Rewrite the listing lines from the line containing "label the gray" through the end of the listing, both ends included, changing "a point per instance" to "one point for each instance" and leaving everything else unchanged.

/---

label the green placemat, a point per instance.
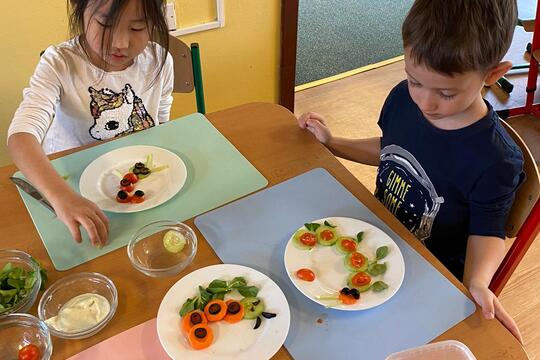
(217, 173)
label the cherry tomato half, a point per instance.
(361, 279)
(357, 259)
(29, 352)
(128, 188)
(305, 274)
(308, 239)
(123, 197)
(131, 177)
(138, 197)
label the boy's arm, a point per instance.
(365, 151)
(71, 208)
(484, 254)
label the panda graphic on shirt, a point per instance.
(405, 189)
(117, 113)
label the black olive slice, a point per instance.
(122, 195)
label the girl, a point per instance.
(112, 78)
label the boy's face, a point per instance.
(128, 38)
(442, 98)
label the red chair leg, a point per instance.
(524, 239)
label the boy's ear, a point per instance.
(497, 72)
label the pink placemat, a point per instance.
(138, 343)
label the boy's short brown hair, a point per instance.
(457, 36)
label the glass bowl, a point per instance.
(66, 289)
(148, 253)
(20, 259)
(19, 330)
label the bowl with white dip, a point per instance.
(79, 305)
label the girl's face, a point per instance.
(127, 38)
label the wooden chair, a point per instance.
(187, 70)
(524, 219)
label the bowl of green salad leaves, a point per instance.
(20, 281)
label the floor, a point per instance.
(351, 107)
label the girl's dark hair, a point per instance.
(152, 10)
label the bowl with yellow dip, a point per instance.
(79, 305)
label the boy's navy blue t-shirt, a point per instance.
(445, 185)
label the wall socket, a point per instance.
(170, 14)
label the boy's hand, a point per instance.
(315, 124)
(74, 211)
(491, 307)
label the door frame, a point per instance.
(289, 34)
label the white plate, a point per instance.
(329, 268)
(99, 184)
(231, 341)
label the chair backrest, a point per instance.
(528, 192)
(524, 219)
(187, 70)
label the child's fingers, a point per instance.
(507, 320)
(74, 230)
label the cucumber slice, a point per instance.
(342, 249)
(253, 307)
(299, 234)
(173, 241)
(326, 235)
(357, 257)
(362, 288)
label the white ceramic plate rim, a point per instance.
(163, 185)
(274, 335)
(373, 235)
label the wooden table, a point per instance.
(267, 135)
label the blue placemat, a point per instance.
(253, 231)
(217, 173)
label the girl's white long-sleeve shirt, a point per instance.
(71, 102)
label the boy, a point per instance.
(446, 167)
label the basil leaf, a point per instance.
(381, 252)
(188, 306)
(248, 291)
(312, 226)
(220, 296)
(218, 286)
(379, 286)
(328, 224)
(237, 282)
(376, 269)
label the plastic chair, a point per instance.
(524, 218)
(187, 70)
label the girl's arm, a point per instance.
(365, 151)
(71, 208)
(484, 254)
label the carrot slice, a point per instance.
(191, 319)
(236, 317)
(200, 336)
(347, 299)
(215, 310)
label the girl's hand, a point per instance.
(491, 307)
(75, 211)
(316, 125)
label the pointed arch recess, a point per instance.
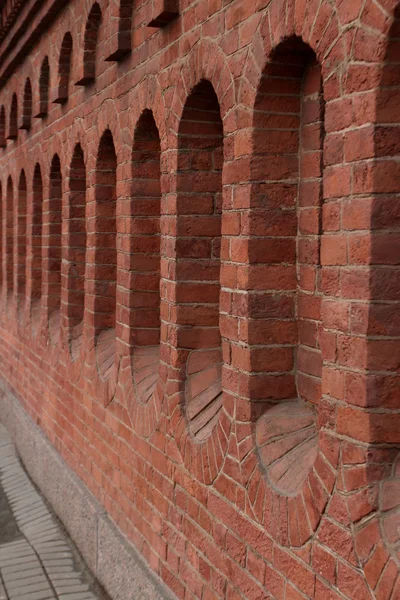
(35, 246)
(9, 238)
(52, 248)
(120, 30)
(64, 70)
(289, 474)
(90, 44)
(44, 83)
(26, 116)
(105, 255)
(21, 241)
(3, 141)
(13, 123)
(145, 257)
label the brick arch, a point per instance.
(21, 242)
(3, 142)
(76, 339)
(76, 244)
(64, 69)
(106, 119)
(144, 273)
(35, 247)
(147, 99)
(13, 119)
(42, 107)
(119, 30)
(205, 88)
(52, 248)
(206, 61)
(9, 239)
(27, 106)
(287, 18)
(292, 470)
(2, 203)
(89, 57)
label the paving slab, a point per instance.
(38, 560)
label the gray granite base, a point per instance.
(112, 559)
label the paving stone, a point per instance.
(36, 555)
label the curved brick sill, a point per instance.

\---

**SOLUTION:**
label the gray granite base, one point for each instance.
(112, 559)
label the paving stone, one point for each instance.
(36, 555)
label the curved brick sill, one point for each instance.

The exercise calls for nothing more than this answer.